Excerpt »
---+---
Consensus is built through repetition, as the argument moves, speech by speech, to one predominant viewpoint and the leaders eventually make a decision that the majority of speakers have taken one position. They also assess the audience’s reaction to each speech—whether they have expressed shock, shouted their disagreement, clapped, or murmured their approval to their neighbor. On that basis they ask the general members to approve it; "¿Aprobado?" (Approved?). If the audience is silent or some shout out yes, then the motion or decision is approved. It is rare to hold a vote, but if one does happen, it is usually the case that no one will vote for the losing position and between a majority and everyone will vote for the winning one. The careful process of building consensus usually takes a very long time and is spread over several assemblies, giving people a chance to discuss the issues in between meetings, as Klemola (1997) found for the countryside. The creation of public opinion informally in this way is also one of the more important means by which women influence the process of decision making. However, that is not to say that the meetings themselves are a speedy ratification of decisions already taken. The general assembly is a more gradual process that airs viewpoints formally and provides moral guidance (in terms of the general view of the base) and material for the subsequent informal discussions and decisions to be taken by the protagonists of any dispute. As such, they can take a long time; the ampliado of 2 June 2003 took five hours, for example. This was by no means unusual; my most vivid memories of the assemblies I attended are of my physical discomfort as they continued seemingly interminably.
---+---
[Records from a collection]
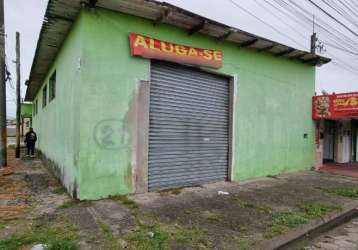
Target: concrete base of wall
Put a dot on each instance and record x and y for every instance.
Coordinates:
(58, 173)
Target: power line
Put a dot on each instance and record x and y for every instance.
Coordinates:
(262, 21)
(334, 18)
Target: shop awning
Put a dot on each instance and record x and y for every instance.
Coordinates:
(61, 14)
(335, 106)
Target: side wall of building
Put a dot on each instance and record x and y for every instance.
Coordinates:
(57, 124)
(273, 131)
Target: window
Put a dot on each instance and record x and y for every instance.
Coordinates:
(44, 96)
(52, 87)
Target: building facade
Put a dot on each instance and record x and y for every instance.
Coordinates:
(336, 118)
(113, 120)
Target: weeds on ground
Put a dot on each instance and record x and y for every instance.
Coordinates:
(59, 190)
(174, 191)
(125, 201)
(261, 208)
(160, 237)
(282, 222)
(110, 239)
(60, 245)
(148, 237)
(345, 192)
(193, 236)
(70, 203)
(317, 210)
(54, 236)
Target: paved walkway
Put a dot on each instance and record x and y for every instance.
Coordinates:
(344, 237)
(348, 169)
(242, 217)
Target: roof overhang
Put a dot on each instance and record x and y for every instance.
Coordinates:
(61, 14)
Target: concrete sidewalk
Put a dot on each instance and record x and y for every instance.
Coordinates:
(242, 216)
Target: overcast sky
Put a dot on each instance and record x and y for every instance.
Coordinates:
(26, 17)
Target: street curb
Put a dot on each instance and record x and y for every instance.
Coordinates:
(310, 229)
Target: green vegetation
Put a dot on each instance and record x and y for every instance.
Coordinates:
(174, 191)
(261, 208)
(317, 210)
(61, 245)
(70, 203)
(282, 222)
(148, 237)
(59, 190)
(110, 239)
(160, 237)
(54, 236)
(345, 192)
(193, 236)
(125, 201)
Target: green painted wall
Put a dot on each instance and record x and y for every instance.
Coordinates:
(57, 124)
(272, 106)
(26, 109)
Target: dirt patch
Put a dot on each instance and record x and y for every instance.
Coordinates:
(239, 217)
(247, 215)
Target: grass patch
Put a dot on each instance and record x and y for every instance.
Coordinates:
(317, 210)
(125, 201)
(245, 243)
(59, 190)
(192, 236)
(174, 191)
(41, 233)
(345, 192)
(148, 237)
(160, 237)
(61, 245)
(110, 239)
(282, 222)
(261, 208)
(69, 204)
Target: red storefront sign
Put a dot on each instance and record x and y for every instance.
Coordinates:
(148, 47)
(336, 106)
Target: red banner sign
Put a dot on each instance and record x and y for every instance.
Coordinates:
(148, 47)
(336, 106)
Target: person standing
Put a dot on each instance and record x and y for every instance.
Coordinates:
(30, 140)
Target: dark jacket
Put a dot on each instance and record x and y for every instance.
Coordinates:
(30, 137)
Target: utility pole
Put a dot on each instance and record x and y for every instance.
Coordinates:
(3, 134)
(313, 38)
(18, 94)
(313, 43)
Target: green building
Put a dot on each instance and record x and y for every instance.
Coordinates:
(137, 96)
(26, 117)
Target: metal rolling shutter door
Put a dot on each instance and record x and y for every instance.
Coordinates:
(189, 127)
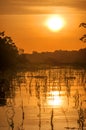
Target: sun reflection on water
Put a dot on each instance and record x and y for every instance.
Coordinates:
(54, 99)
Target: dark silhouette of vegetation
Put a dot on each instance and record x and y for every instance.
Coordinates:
(8, 52)
(83, 38)
(10, 56)
(58, 57)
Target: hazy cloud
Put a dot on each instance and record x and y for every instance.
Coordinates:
(24, 6)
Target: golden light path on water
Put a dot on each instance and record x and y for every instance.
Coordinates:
(54, 99)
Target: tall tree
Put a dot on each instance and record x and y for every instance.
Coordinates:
(8, 52)
(83, 38)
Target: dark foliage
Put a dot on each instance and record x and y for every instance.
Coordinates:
(8, 52)
(83, 38)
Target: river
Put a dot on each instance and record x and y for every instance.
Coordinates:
(44, 99)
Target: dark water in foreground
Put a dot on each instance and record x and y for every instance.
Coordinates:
(47, 99)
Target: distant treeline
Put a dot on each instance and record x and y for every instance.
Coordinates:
(11, 57)
(58, 57)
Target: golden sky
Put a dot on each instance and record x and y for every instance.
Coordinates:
(24, 21)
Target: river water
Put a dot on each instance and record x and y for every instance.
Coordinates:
(44, 99)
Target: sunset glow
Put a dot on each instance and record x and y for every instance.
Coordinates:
(55, 23)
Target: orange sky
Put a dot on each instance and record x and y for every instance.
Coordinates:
(28, 31)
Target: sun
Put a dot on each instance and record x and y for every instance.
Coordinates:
(55, 23)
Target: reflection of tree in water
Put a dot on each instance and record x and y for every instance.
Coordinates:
(37, 87)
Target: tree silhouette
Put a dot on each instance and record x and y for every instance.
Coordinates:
(8, 52)
(83, 38)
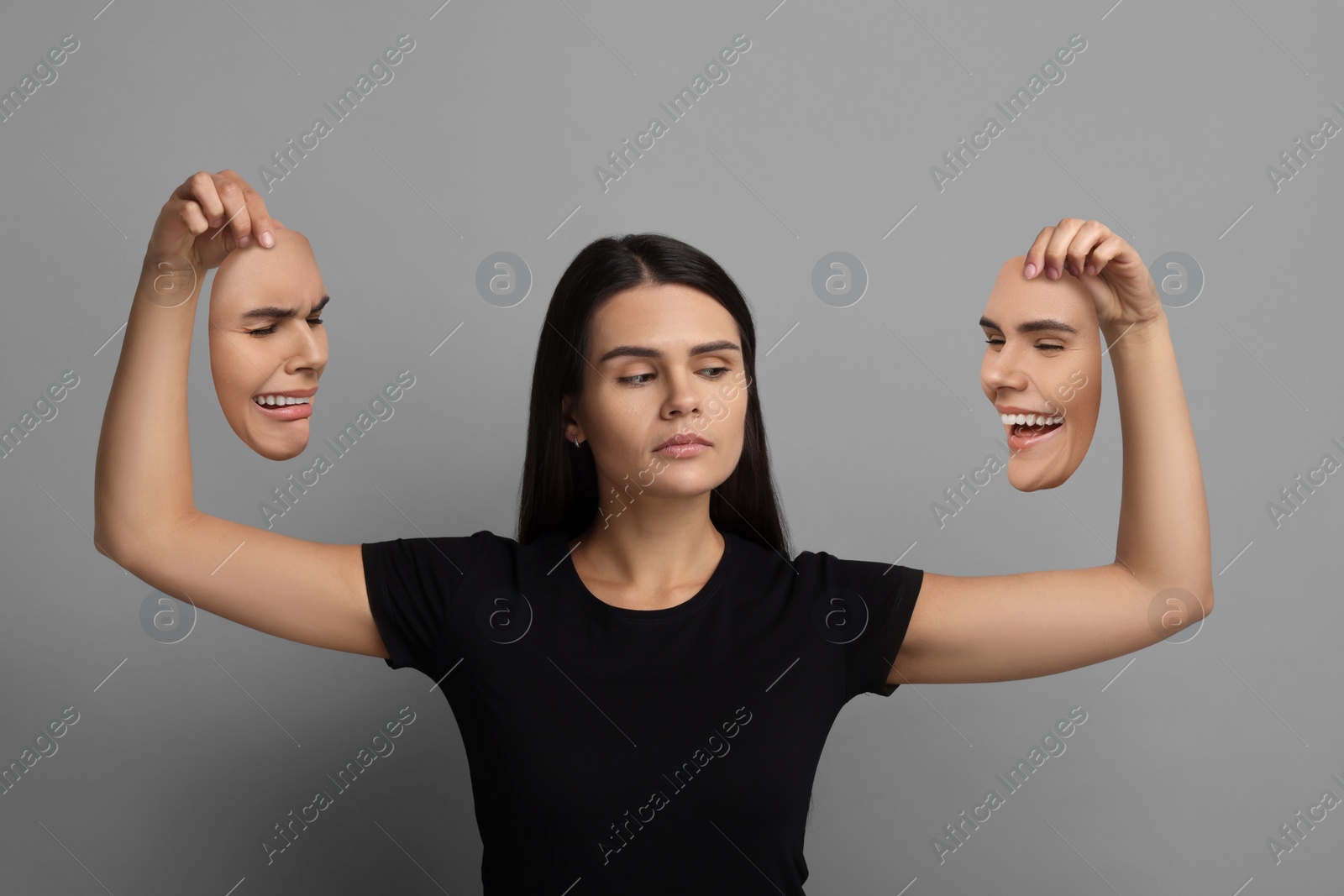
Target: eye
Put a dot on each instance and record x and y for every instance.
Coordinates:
(272, 328)
(631, 380)
(1042, 347)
---+---
Continue the text on consensus-building in general assemblies, starting after its final sentence.

Written reply »
Speech is an important part of the process of direct democracy in the unions as in other collective organizations; the punishment for two women who had attempted to set up a parallel association with the municipality was that they could attend meetings but would have ni voz ni voto, neither voice nor vote. Speaking publicly is also an important aspect of proving and learning leadership ability; Don Rodolfo Mancilla described to me how he became one of the most important men on the Executive Committee by watching how leaders spoke in meetings and gradually learning how to "speak well" (hablar bien) himself Speaking well is also a category that I have heard used to assess politicians at a national level. Many male gremialistas (unionist street traders) have gained the ability to speak through their experience of union membership in their previous jobs, especially those who have been "relocalized" from the mines.4
Women often talk of themselves as lacking the knowledge necessary to speak publicly. This is sometimes connected implicitly to their ability to speak Spanish, the prime language of formal gatherings such as general assemblies. Isabella Lepri (2003) has argued that the Esse Ejja of lowland Pando avoid political meetings in part because they are uncomfortable speaking Spanish. However, in the case of the street traders, it is quite common in general assemblies and ampliados for women to give speeches in Aymara, which everyone understands. Sometimes, although less frequently, men also speak in Aymara, and discussions continue in Aymara until someone, usually one of the leaders or the Federation delegate, switches back to Spanish.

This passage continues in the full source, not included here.